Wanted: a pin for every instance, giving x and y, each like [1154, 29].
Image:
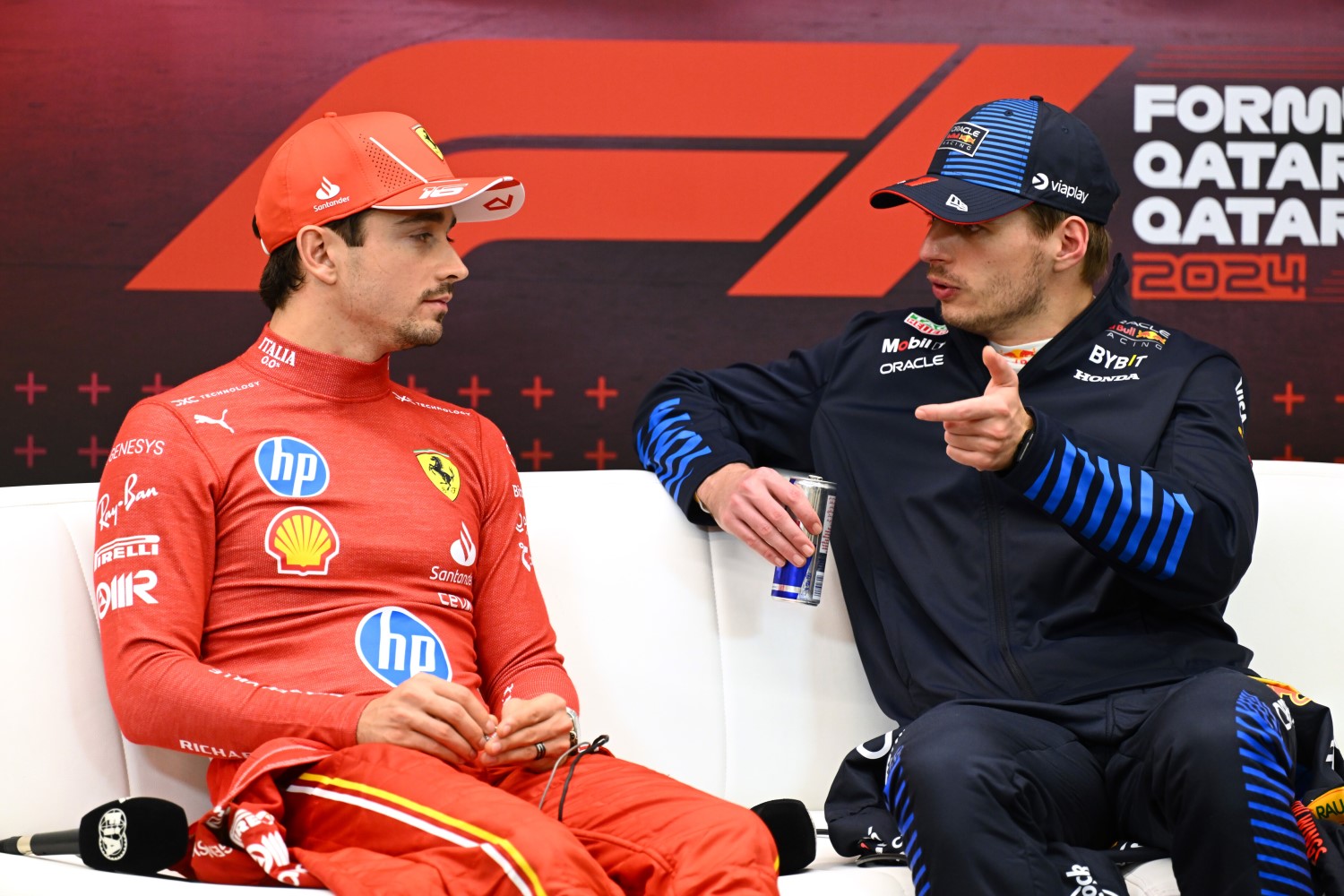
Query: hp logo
[292, 468]
[395, 645]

★ ★ ★

(Work item)
An exact transcription of all the entries is required, without the pictures.

(Answer below)
Wanted: a pin for every instance, giving x and y, each like [1154, 29].
Image:
Query: hp logo
[292, 468]
[395, 645]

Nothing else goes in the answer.